## Given problem a
Retype the Badgers season-opener recap word for word, starting at the words "Owen Riese: I" and ending after "their new system.".

## Passage to read
------------------------------

After a Badger blowout / shutout win on the road to open the 2019 season, you can bet that the B5Q staff is excited to keep talking about this one. Here are our reflections from Wisconsin’s hot start to the season.
What went right for the Badgers in their 49-0 demolition of USF on Friday night?
Ryan Mellenthin: Pretty much everything went right. Jonathan Taylor was back to doing Jonathan Taylor things, and the defense was much improved over last season. UW’s linebackers were constantly in the backfield and all of the “new faces” on defense made solid contributions. Wisconsin also appears to have a talented young group of pass rushers.
Owen Riese: I think the biggest thing that stood out to me was the line of scrimmage on both sides of the ball. Despite lacking the star power of previous offensive lines, they got great push and protected well enough in the pass game for game one. On the other side, the Bulls were never able to get any semblance of a run game going. This made South Florida one-dimensional and allowed Jim Leonhard and company to dial up some stunts and pressures that affected Blake Barnett and their new offensive coordinator still settling into their new system.

------------------------------

## Records shown
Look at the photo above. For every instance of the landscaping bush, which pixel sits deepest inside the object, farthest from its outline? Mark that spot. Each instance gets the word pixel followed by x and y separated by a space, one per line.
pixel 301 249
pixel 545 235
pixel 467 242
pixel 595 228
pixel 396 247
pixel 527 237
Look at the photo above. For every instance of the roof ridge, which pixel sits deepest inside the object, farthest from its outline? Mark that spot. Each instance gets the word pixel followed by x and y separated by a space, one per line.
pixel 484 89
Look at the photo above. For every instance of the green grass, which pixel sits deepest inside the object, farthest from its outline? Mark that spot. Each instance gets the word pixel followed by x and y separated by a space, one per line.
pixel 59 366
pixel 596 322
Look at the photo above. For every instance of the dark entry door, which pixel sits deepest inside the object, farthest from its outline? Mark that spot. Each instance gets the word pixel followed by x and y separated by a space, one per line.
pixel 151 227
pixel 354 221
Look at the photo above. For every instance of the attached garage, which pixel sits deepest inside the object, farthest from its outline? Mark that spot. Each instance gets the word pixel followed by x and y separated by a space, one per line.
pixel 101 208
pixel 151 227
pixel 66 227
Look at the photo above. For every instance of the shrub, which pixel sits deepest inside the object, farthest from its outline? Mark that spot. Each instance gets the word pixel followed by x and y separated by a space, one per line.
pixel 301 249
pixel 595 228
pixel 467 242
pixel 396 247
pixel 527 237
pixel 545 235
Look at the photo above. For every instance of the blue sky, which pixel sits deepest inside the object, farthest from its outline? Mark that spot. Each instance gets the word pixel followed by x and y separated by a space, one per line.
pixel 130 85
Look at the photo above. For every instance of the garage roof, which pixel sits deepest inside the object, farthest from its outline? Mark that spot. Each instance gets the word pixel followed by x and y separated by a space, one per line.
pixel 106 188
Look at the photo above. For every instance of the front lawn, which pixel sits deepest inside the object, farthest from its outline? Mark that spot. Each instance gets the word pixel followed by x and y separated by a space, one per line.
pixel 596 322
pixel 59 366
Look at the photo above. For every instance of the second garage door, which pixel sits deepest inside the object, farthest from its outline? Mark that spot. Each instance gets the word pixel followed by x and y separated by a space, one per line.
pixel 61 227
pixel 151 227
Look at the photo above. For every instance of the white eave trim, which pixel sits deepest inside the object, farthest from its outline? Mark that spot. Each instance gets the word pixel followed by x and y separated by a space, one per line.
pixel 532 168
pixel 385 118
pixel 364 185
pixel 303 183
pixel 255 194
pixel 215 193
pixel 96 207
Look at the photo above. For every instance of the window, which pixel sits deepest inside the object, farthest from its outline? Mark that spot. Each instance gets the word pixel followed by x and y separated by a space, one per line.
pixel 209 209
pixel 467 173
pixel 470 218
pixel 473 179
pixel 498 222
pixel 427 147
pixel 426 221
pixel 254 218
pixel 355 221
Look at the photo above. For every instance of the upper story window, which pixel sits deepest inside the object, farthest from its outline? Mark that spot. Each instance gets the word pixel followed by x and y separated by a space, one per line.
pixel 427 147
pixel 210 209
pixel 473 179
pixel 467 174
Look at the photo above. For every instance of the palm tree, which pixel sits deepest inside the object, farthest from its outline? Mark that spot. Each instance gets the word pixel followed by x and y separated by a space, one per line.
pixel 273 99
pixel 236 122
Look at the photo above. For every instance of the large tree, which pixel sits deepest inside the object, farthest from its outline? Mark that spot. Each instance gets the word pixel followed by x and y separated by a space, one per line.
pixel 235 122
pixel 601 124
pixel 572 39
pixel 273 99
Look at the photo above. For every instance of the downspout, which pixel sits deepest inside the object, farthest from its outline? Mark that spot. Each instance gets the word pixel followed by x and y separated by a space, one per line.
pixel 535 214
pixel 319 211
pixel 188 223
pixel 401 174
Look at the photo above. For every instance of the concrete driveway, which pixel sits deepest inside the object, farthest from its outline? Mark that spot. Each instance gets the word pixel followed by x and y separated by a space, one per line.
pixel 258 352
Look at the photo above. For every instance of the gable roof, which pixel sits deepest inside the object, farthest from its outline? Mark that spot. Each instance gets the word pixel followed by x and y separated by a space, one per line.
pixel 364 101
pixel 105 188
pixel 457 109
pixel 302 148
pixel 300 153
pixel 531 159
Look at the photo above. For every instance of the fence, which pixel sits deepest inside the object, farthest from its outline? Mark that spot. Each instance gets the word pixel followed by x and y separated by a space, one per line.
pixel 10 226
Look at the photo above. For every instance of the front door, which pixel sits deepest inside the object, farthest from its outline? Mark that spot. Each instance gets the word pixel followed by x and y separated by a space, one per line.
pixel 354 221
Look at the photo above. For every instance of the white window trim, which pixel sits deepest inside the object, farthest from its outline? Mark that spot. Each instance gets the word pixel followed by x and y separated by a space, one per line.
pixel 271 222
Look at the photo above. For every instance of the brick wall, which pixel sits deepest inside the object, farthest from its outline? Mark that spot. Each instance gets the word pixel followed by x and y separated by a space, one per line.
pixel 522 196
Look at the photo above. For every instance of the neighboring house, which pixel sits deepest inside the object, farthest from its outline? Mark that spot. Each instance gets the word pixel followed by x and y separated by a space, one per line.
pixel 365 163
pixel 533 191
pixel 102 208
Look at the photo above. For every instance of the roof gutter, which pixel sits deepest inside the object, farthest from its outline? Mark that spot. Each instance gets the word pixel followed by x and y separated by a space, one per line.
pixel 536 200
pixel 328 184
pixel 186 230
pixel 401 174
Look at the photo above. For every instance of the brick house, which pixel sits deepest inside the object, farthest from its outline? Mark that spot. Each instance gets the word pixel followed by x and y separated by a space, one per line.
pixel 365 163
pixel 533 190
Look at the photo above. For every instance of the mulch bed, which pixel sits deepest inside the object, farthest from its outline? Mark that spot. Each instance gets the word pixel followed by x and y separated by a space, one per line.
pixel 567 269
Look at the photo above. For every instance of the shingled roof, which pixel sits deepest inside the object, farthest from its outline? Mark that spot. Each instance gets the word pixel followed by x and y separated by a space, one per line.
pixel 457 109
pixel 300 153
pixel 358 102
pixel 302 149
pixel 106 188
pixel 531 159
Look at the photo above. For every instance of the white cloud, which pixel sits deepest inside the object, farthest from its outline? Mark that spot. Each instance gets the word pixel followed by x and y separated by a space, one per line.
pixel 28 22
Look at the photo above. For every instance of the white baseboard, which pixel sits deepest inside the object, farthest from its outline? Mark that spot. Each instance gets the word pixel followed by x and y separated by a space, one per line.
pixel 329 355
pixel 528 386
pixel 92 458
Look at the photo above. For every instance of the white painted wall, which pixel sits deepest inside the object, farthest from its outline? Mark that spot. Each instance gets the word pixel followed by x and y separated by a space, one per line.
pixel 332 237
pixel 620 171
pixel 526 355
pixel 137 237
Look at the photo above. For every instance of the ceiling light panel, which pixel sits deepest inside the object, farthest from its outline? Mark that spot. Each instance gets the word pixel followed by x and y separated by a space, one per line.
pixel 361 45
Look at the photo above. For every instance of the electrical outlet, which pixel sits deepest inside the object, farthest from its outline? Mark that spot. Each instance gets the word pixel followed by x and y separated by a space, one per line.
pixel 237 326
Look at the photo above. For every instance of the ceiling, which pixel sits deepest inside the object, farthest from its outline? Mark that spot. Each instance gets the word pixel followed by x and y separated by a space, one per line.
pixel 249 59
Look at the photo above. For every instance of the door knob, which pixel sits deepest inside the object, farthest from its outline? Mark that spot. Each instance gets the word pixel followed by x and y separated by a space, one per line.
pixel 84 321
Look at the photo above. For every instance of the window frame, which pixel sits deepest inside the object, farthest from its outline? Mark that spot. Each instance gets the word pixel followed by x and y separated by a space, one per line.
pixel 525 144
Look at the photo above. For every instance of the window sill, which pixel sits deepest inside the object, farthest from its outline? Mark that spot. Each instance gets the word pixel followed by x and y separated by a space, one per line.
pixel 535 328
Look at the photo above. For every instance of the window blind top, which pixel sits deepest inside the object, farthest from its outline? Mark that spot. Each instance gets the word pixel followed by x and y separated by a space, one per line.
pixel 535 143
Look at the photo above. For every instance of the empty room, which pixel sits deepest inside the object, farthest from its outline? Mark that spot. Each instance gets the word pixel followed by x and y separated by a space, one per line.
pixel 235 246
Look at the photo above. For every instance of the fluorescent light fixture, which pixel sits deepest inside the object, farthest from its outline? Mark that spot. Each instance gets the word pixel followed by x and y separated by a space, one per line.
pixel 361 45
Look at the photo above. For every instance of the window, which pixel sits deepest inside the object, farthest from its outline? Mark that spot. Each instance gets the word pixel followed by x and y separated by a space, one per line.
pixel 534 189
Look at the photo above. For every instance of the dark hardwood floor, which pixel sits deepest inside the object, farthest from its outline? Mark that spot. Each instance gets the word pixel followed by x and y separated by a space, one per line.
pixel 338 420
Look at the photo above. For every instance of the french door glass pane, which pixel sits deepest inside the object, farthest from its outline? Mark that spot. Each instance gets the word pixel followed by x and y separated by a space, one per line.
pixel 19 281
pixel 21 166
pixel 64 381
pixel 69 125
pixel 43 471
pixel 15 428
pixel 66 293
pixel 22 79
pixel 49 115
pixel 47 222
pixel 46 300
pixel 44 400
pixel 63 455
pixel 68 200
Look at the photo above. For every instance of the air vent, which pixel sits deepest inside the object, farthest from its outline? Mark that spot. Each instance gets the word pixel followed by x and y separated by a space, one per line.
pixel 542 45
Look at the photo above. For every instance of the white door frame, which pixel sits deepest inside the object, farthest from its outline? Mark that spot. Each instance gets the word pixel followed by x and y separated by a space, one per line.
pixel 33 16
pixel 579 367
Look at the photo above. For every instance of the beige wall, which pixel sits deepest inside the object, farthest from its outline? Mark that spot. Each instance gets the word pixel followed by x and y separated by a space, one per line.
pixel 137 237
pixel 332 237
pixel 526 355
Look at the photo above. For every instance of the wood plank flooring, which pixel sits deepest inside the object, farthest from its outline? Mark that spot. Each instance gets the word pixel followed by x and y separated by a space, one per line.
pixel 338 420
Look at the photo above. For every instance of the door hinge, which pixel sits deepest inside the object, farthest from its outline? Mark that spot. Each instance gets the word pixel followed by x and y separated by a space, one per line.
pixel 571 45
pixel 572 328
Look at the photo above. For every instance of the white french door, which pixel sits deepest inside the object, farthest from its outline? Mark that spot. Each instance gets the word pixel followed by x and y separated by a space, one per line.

------------------------------

## Given problem b
Rewrite the rows from the line that has "brick wall, which" through the line that has "pixel 102 208". Put "adjacent house" in place of "neighboring house", leave everything else unchanged, and give back only those lines.

## Exercise answer a
Owen Riese: I think the biggest thing that stood out to me was the line of scrimmage on both sides of the ball. Despite lacking the star power of previous offensive lines, they got great push and protected well enough in the pass game for game one. On the other side, the Bulls were never able to get any semblance of a run game going. This made South Florida one-dimensional and allowed Jim Leonhard and company to dial up some stunts and pressures that affected Blake Barnett and their new offensive coordinator still settling into their new system.

## Exercise answer b
Look at the photo above. For every instance of the brick wall, which pixel sits deepest inside the object, farthest from its outline? Mark that spot. Each instance gets the word pixel followed by x and y separated by a space, one per line.
pixel 522 196
Look at the photo above. For every instance of the adjacent house, which pixel sits deepest inside the object, farthest from its outline? Mark that spot. Each instance gets the word pixel followed by x and y separated by a space, one per line.
pixel 365 163
pixel 533 191
pixel 102 208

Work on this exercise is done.